## Problem to solve:
Copy each line exactly, starting with the one that contains "Identify a point for each instance of the priest's short" and stopping after the last line of the material below, with nothing else.

## Information shown:

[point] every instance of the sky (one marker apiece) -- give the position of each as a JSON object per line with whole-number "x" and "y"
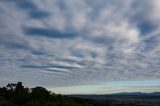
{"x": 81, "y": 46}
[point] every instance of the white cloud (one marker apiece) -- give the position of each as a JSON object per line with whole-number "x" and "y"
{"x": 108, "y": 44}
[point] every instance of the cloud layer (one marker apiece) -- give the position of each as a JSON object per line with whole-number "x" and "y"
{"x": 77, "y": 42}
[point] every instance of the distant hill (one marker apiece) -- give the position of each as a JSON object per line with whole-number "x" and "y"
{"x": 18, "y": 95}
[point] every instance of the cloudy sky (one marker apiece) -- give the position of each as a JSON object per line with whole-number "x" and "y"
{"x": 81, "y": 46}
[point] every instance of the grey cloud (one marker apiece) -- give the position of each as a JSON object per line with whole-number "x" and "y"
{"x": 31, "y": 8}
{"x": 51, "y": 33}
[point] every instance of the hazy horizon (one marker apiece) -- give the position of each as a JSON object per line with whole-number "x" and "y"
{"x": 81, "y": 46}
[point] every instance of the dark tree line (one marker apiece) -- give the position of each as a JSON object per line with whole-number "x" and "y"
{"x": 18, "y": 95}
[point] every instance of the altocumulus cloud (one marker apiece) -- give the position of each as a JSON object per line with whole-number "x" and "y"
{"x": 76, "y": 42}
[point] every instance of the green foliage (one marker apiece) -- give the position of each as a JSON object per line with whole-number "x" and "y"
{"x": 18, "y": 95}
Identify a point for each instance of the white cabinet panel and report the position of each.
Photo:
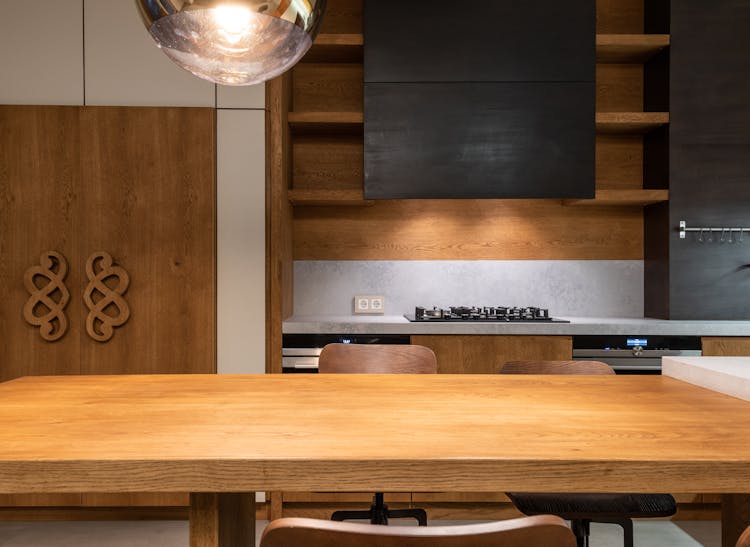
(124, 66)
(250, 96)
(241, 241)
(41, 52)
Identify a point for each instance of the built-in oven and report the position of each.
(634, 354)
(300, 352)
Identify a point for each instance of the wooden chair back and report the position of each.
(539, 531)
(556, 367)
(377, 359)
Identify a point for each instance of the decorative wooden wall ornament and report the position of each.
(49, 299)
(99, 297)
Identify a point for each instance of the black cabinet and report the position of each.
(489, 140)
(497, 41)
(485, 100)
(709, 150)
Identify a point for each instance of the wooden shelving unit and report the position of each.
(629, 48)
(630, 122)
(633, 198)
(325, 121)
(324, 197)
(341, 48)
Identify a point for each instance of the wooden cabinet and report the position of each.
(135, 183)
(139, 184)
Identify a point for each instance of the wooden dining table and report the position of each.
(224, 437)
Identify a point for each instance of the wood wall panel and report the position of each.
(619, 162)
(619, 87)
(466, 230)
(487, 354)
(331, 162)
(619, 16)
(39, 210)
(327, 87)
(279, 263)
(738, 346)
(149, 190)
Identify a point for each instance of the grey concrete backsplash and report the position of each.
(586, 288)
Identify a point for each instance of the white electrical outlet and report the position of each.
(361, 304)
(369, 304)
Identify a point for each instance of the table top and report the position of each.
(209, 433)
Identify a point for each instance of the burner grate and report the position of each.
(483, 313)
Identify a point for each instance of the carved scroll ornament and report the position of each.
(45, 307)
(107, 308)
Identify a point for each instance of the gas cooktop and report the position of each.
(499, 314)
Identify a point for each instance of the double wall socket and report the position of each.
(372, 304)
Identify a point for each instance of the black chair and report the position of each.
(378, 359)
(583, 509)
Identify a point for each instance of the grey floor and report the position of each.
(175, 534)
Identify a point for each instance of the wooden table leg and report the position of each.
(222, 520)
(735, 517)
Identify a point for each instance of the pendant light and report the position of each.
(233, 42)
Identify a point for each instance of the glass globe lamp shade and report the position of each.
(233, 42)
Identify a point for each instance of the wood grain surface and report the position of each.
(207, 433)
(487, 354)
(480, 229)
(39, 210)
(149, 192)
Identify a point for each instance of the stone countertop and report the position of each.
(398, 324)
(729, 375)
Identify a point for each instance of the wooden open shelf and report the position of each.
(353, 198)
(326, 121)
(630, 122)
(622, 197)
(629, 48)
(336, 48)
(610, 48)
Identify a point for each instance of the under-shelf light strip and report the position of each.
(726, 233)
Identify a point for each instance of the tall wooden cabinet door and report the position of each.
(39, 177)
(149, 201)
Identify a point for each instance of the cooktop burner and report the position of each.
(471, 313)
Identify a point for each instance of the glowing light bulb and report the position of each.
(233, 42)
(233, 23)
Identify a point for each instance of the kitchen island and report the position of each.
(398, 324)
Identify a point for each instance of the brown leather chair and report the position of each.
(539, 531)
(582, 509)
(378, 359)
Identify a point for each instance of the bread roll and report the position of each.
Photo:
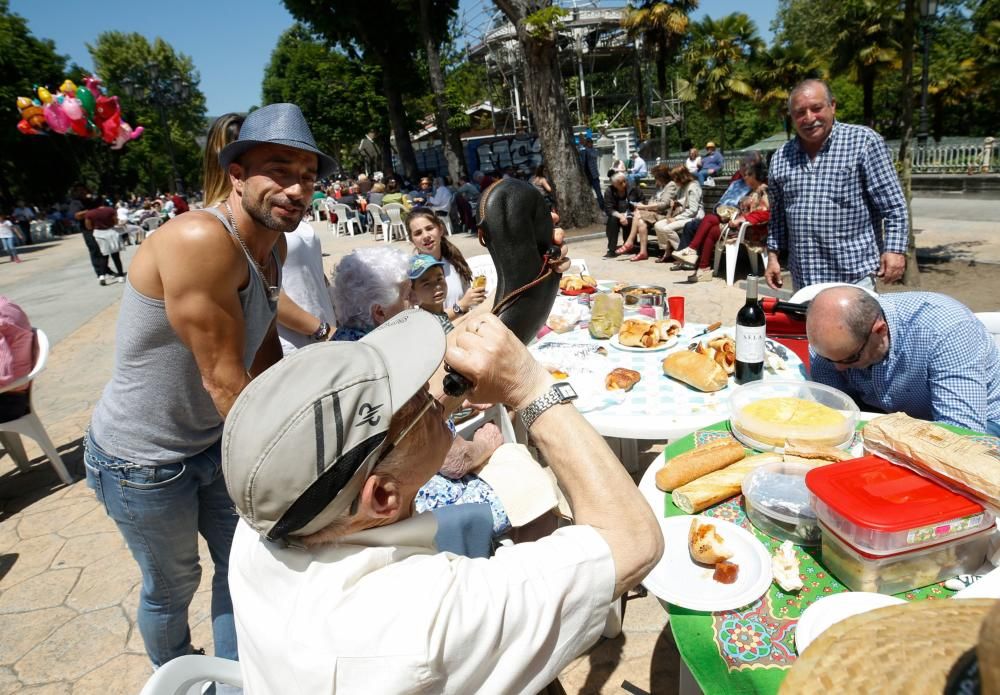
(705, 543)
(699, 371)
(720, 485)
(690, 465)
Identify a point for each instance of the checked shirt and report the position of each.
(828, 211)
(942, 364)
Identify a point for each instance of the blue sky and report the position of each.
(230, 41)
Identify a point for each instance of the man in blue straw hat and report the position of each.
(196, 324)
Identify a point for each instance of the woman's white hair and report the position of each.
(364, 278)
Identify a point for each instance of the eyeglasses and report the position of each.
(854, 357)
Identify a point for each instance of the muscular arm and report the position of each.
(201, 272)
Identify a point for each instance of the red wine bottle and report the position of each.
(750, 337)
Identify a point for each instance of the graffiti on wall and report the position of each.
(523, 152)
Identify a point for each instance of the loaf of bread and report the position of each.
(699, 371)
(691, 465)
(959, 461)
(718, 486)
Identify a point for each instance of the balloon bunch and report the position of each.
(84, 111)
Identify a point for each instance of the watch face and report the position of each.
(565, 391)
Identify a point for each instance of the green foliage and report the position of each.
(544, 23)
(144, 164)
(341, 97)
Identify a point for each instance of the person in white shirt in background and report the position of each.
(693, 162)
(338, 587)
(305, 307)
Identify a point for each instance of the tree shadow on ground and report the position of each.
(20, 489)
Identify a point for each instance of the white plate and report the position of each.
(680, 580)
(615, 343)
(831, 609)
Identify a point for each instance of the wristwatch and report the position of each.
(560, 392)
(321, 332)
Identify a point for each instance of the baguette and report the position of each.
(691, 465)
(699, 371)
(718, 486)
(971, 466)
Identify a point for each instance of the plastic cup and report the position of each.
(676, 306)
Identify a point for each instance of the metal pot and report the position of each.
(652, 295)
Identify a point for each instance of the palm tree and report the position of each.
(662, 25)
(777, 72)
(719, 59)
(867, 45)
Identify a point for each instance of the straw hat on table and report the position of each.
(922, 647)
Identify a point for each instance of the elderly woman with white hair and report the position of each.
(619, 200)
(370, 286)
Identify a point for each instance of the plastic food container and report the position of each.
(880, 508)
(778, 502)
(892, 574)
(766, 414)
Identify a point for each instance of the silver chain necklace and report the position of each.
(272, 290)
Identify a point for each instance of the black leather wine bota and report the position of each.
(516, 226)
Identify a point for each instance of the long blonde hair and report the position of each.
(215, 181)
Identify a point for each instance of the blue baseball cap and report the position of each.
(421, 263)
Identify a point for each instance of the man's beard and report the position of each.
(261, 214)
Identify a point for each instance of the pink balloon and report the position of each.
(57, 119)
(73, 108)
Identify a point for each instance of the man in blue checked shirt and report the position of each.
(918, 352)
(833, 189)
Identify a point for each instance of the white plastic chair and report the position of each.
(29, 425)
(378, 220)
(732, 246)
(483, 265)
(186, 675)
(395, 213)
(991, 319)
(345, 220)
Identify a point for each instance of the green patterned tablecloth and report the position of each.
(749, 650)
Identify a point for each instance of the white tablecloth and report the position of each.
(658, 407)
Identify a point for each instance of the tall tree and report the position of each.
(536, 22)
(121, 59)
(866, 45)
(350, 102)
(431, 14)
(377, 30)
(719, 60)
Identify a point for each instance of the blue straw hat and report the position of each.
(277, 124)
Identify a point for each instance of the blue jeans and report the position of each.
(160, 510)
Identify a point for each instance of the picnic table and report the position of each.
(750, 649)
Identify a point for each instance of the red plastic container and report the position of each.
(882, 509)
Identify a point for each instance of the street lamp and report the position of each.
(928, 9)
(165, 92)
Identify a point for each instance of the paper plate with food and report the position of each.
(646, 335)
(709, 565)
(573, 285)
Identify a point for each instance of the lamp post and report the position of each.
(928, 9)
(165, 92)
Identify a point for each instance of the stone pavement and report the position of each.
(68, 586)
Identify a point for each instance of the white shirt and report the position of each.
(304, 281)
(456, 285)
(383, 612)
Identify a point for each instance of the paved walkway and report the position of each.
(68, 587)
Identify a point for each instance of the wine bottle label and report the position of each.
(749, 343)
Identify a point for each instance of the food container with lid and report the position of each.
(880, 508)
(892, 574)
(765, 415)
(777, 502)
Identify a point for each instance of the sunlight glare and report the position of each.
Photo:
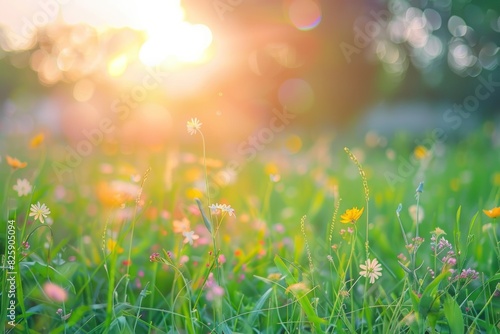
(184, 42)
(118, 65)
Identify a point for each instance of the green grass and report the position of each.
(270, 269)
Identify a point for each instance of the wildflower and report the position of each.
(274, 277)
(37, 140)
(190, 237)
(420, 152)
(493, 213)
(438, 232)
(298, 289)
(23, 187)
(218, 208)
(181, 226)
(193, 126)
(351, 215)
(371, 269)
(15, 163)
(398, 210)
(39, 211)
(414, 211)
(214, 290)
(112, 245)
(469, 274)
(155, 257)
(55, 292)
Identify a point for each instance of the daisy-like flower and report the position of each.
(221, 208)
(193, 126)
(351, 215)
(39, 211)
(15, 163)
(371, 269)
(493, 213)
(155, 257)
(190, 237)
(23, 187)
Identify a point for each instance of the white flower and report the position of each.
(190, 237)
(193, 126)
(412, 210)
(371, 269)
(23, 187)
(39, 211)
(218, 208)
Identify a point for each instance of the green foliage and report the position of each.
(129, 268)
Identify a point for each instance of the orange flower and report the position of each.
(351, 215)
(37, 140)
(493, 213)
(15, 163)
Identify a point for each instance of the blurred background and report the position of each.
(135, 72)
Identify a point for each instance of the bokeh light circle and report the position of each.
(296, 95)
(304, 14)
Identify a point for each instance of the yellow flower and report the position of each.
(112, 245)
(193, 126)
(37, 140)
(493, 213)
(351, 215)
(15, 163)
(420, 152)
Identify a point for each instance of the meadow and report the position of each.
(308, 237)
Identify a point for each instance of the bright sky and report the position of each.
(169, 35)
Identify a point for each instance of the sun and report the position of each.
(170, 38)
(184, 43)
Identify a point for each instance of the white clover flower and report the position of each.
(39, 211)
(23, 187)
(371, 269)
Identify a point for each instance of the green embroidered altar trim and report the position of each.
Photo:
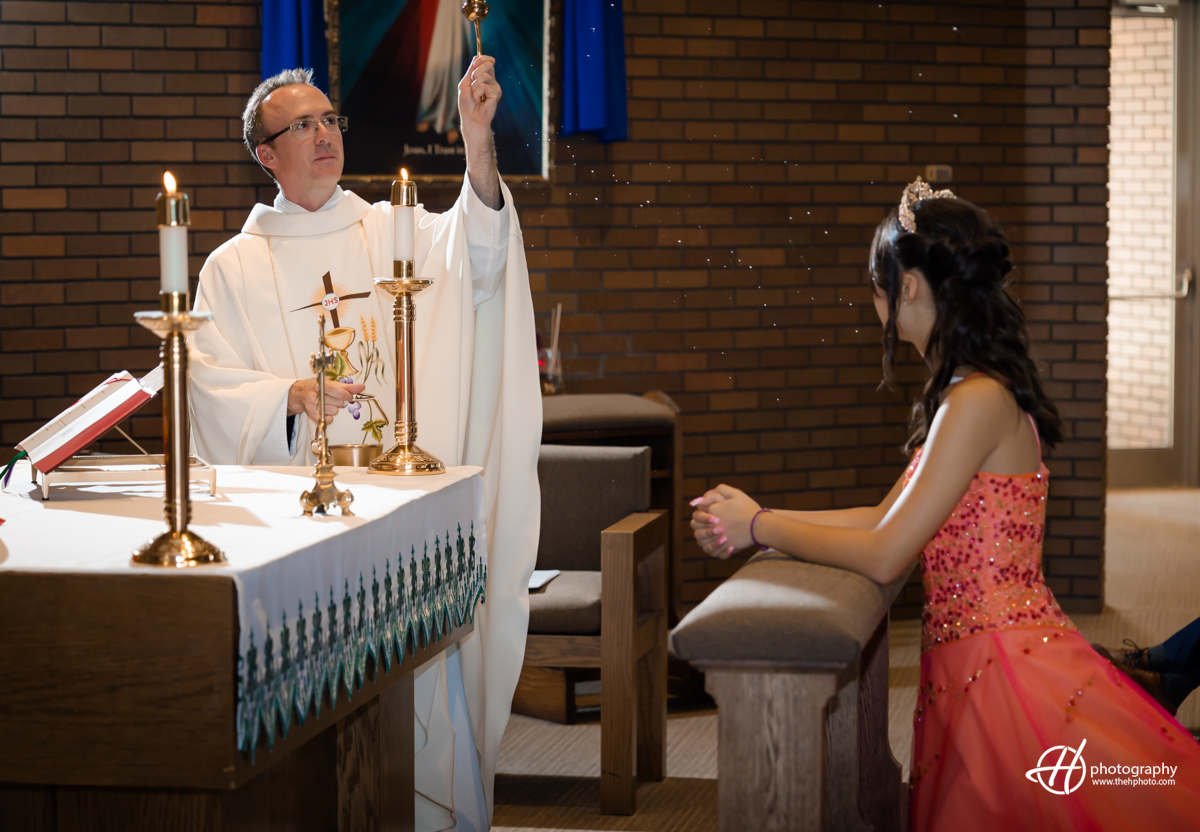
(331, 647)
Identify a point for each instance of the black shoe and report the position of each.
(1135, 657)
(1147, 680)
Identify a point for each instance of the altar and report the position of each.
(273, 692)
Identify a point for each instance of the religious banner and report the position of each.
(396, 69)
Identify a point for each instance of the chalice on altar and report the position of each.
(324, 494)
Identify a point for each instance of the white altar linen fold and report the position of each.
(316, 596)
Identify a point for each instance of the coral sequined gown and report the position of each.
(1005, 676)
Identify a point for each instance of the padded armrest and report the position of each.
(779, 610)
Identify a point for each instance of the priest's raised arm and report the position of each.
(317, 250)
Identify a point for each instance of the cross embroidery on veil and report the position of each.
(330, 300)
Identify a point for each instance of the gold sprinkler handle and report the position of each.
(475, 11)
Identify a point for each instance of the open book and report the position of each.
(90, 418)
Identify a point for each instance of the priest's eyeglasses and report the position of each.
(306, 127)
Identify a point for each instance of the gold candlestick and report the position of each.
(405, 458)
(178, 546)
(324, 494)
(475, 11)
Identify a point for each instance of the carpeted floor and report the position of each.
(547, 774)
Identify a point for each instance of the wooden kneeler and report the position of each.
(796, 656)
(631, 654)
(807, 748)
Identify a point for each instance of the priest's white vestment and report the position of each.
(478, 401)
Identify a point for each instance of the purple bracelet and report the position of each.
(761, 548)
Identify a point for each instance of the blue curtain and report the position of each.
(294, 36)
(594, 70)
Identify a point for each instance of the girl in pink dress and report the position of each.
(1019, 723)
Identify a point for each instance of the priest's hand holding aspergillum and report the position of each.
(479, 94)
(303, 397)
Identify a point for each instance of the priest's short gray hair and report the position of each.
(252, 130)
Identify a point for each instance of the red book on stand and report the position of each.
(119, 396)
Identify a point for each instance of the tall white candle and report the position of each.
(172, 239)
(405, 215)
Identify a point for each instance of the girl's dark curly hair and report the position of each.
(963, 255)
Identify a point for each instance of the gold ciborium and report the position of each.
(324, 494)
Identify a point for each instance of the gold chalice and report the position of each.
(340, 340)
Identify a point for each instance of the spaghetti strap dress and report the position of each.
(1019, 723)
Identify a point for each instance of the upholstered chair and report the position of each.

## Result for this task:
Identify a point for each instance of the priest's short gray hair and report the position of each.
(252, 130)
Identify a point for each instance of the red book on stand and report the position of each.
(119, 396)
Identify a point for each instance of the tall white candle and report the position of each.
(172, 239)
(405, 215)
Identify a point for each instance of the girl's dark curly hair and report the position of each.
(963, 255)
Identify a point for each instance of the gold ciborium and report the position of each.
(324, 494)
Identify a point for each instance of the gold chalice and report the position of each.
(340, 340)
Identify a point for each instance of the spaghetti strap dress and report the position of each.
(1019, 723)
Identify a point for each instance of the upholstered chair and report the position of each.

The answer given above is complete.